(MATERIAL SHOWN begins)

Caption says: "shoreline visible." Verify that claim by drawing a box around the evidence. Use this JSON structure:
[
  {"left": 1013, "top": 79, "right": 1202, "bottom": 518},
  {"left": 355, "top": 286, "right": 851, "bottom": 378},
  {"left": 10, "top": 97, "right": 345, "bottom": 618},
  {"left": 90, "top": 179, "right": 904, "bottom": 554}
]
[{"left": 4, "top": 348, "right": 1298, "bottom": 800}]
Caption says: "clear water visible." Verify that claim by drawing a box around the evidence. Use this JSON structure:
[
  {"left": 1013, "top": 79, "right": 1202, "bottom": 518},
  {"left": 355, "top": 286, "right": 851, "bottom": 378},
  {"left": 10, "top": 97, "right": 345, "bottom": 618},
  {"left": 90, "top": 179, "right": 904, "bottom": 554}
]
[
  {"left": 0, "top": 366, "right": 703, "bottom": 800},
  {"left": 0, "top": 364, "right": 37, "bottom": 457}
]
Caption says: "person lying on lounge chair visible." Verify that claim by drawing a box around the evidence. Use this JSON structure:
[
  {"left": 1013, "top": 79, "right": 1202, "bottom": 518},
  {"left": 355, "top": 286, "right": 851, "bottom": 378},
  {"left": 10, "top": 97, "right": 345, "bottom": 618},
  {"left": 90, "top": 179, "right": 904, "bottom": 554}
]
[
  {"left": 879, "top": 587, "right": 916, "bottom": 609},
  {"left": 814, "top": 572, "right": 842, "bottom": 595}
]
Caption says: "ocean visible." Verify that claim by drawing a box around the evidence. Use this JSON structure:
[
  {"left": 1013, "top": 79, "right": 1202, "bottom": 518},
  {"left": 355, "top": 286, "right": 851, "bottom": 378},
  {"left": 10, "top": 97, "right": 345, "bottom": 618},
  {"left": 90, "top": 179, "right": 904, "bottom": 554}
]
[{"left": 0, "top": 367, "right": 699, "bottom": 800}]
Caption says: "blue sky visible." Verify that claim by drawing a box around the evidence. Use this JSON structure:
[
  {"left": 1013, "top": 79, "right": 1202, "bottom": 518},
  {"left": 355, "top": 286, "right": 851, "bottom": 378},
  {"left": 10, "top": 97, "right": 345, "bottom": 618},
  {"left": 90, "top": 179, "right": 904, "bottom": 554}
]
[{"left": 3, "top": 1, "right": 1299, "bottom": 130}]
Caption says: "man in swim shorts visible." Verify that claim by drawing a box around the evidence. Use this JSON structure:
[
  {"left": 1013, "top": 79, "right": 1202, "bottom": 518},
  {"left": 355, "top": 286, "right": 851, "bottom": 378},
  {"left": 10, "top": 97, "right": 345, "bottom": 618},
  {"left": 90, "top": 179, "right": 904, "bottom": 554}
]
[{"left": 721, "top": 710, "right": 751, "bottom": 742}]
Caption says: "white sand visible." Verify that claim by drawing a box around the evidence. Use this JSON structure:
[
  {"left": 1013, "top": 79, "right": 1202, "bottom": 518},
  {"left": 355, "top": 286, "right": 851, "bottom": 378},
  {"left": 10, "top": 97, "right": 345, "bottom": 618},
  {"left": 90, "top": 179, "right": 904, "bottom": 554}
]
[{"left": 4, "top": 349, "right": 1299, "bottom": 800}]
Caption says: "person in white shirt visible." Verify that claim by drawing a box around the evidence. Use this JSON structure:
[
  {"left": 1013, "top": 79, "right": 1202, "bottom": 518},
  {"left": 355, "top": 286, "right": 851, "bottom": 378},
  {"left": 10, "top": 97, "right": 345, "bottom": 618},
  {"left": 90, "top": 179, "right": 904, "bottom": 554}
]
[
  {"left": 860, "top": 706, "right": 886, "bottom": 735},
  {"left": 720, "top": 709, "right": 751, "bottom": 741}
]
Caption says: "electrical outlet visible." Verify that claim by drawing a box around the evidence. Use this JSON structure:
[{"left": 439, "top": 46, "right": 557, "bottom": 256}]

(MATERIAL SHOWN ends)

ASSIGNMENT. All lines of the records containing "white" should be shown.

PROBLEM SOLUTION.
Caption says: "white sand visible." Verify that claim by drawing a box around the evidence. Use this JSON structure:
Caption says: "person in white shirt visible." Verify that claim by drawing a box around the evidence. Use this JSON structure:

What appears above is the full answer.